> **TEXT SECTION**
BEGIN

# Problem Description

Drivers drive good most of the time and they are bad only a few times. The problem statement considers the fact that all the drivers are good most of the time. This experiment's main goal is to study whether an agent can learn the behavior of the driver when they drive better and warn them when they are bad according to their own standards. Can this problem can be modeled as an MDP (Markov decision process)problem? Yes, and to model the problem as an MDP, the state of the agent should follow the Markovian property. Markovian property is memory less, as in the future state depends upon only the current state and is independent of all the previous states. Velocity is Markovian as velocity tells both the direction and also the magnitude of the property and the future velocity is independent of the past stream of velocities given the present velocity. And also the relative position of the vehicle. The future position of the vehicle is independent of all the past stream of velocities given the present velocity and also the present state of the vehicle.

# Environment

Pictures of the environment below. “Green” circle is the car with the warning agent, and the blue dots are the other agents(cars) in the environment.

# Driver behavior

As shown in the above figure, the driver is the green circle and the driver is interacting with the other agents in the environment. A simple model is adopted for the driver in this model where the driver brakes the vehicle, when there is an agent which is nearer than the threshold value predefined for the driver. Various driver behaviors are experimented with. A very cautious driver is supposed to have higher threshold distance and a reckless driver is supposed to have lower threshold values. The agent is able to learn in all the scenarios as shown in the results section.

END

Labels for object points:
BEGIN

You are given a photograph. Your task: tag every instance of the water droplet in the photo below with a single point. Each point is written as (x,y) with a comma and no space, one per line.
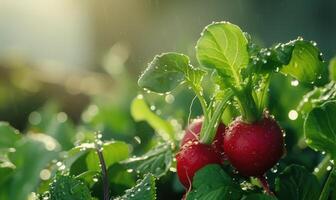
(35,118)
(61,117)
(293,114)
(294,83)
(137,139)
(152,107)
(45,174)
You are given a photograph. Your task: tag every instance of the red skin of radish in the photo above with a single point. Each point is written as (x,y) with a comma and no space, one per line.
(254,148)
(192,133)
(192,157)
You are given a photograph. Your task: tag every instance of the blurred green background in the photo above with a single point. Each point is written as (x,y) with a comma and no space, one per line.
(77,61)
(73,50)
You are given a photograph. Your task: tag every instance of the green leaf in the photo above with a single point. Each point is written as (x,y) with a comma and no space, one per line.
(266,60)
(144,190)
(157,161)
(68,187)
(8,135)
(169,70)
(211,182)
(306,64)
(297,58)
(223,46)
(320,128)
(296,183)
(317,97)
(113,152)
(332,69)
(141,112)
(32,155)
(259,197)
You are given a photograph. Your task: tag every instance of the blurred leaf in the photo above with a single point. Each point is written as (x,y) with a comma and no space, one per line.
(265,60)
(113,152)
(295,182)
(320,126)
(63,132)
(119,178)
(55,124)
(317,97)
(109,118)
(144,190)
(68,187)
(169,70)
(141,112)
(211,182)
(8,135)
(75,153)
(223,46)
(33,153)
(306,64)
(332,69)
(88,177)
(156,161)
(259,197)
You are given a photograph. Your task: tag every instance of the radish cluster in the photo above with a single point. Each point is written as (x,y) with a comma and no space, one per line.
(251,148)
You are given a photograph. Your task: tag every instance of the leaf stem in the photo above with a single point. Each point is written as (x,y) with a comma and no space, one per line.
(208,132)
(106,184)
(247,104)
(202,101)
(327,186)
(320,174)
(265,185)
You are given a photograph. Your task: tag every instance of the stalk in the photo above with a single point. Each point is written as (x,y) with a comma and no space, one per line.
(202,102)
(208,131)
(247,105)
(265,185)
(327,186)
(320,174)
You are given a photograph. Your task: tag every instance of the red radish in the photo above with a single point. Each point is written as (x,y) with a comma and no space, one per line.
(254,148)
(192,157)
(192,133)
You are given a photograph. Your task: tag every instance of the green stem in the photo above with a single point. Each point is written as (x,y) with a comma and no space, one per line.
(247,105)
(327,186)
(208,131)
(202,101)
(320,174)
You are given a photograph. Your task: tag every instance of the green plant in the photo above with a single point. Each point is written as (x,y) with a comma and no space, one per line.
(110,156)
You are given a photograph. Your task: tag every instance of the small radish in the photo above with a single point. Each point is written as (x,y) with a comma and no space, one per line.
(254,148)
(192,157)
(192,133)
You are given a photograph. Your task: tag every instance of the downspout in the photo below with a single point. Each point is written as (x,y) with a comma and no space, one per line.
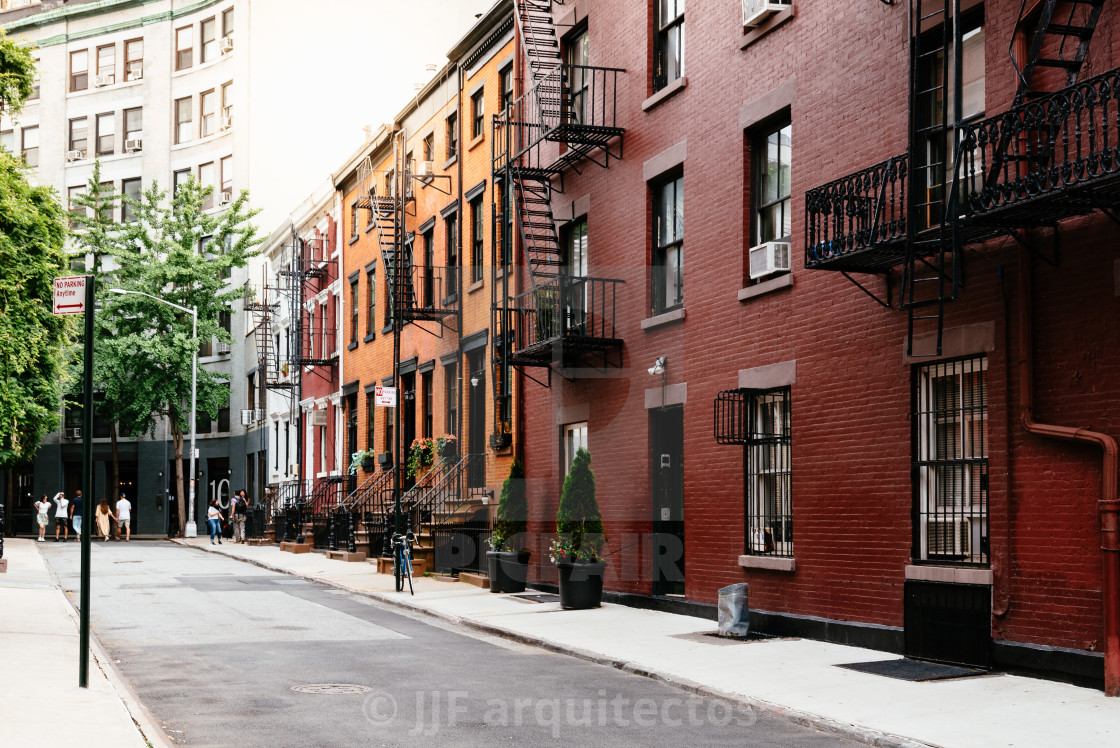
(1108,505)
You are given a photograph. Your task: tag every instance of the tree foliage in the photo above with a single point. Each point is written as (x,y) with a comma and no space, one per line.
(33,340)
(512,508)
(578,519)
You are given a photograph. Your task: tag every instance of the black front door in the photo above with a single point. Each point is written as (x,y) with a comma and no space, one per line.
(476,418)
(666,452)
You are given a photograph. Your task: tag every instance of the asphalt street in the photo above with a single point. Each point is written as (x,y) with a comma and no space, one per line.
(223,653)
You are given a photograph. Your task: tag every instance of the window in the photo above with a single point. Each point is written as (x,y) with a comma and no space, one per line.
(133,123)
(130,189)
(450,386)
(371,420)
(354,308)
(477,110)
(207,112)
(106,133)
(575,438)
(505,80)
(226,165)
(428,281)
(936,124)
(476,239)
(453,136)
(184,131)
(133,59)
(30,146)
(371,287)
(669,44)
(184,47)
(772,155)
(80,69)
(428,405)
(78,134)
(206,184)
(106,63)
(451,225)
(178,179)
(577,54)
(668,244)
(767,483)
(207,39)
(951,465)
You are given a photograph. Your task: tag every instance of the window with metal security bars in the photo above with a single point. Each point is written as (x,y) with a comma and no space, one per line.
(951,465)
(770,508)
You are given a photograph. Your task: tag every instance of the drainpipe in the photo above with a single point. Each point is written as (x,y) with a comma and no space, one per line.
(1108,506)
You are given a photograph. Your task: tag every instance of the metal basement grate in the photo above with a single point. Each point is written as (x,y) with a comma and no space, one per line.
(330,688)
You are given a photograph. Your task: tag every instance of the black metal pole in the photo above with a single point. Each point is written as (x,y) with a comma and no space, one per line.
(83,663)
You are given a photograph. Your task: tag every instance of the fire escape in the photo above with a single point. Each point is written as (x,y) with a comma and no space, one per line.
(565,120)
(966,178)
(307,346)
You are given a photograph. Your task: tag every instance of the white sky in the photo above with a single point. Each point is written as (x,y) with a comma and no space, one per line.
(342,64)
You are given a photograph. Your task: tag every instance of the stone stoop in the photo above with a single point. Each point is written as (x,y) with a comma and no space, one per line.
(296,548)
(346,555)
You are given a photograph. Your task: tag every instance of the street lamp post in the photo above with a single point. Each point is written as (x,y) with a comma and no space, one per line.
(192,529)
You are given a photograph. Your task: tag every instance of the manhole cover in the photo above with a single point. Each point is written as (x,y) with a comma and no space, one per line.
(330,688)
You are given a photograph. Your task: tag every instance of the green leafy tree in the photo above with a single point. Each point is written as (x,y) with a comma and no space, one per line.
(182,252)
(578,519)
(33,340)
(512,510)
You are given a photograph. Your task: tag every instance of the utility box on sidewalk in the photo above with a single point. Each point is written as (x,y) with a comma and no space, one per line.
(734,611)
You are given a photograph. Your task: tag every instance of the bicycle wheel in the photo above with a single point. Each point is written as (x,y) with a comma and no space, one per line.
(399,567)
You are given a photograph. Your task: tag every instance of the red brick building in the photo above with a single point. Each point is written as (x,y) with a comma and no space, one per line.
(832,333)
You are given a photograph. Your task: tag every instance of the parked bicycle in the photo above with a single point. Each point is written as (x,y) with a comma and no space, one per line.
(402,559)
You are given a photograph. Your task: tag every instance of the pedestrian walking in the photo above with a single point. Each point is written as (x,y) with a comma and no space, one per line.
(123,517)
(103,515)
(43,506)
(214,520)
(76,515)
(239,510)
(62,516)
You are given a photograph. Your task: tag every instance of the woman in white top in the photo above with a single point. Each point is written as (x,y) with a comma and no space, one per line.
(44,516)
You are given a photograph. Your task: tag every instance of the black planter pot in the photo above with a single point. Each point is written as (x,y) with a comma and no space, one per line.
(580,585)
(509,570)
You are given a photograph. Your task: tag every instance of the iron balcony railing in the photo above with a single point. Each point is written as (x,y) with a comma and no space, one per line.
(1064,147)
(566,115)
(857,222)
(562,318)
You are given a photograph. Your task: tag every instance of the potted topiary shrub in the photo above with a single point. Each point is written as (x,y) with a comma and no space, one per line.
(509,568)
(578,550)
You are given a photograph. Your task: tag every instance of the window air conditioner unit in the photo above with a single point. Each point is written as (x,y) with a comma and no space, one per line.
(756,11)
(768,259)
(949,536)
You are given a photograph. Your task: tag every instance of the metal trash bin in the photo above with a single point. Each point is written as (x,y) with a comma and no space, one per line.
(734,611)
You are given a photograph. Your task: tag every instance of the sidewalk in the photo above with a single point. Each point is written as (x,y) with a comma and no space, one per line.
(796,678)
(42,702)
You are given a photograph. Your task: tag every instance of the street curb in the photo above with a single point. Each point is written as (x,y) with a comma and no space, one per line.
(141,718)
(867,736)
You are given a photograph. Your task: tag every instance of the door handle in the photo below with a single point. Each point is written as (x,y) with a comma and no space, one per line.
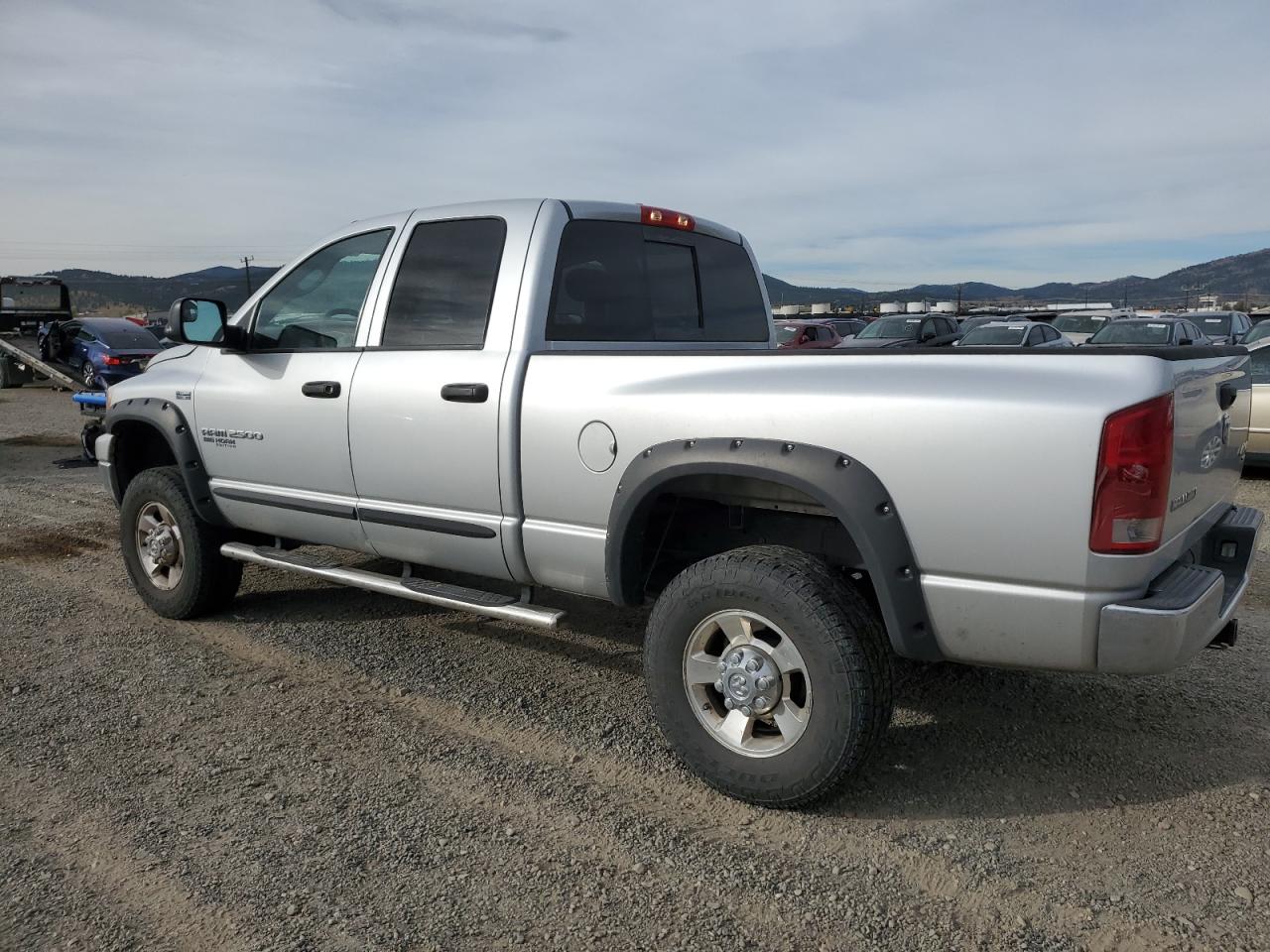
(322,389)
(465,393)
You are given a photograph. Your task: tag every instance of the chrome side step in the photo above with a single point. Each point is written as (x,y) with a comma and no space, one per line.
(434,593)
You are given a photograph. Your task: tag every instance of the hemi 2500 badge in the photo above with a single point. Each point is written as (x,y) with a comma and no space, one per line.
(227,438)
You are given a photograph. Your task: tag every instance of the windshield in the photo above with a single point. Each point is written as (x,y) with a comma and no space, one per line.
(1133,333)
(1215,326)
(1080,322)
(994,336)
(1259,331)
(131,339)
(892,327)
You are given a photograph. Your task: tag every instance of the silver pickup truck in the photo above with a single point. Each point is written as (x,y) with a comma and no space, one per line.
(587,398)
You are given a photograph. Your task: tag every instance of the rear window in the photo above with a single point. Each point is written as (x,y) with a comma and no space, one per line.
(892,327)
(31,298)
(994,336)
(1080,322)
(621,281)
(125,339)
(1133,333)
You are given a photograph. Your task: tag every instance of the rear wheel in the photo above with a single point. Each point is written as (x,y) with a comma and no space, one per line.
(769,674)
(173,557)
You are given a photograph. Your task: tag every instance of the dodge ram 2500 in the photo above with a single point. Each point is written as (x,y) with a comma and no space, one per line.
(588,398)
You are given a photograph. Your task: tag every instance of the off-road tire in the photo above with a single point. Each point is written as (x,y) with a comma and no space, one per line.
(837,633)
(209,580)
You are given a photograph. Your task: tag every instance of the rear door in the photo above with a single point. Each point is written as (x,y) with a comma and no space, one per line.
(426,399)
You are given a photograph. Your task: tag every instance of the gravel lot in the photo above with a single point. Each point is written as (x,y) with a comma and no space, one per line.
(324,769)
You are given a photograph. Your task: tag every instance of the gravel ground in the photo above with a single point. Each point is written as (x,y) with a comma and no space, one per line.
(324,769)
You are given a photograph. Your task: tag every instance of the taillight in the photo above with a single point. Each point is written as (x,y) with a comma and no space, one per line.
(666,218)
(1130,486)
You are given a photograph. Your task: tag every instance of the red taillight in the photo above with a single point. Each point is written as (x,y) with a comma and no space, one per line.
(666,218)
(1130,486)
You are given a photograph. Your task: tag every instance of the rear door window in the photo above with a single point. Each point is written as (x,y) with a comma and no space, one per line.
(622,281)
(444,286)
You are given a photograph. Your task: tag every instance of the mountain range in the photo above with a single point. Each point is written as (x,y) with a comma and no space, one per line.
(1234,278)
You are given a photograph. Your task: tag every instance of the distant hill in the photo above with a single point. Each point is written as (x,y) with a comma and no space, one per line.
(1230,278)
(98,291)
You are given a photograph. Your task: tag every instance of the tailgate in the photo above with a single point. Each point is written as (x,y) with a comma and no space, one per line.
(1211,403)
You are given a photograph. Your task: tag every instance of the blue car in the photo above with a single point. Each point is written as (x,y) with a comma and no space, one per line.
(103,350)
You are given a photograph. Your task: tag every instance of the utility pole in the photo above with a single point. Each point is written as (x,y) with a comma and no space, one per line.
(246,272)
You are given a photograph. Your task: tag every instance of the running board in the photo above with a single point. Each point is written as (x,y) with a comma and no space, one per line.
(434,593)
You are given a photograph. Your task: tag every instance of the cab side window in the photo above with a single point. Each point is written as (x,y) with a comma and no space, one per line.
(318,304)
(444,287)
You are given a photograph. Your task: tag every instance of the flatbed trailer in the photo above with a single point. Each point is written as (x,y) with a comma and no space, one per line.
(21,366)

END

> **GOALS**
a. Please output the passage of the driver-warning text starting with "# Environment" and going on through "the results section.", copied word for word.
b. Gather every line in the listing that contains the string "white".

> **ANSWER LIST**
a.
# Environment

Pictures of the environment below. “Green” circle is the car with the warning agent, and the blue dots are the other agents(cars) in the environment.

# Driver behavior

As shown in the above figure, the driver is the green circle and the driver is interacting with the other agents in the environment. A simple model is adopted for the driver in this model where the driver brakes the vehicle, when there is an agent which is nearer than the threshold value predefined for the driver. Various driver behaviors are experimented with. A very cautious driver is supposed to have higher threshold distance and a reckless driver is supposed to have lower threshold values. The agent is able to learn in all the scenarios as shown in the results section.

b.
You are given a photograph. Your task: tag every instance of the white sky in the photo above with a single point. Each point is written as (x,y) with a comma and no space, one per line.
You are given a photograph. Your task: tag every instance of the woman in white top in the photo above with a single point. Each point is written as (x,y) with a comma and no space, one per line.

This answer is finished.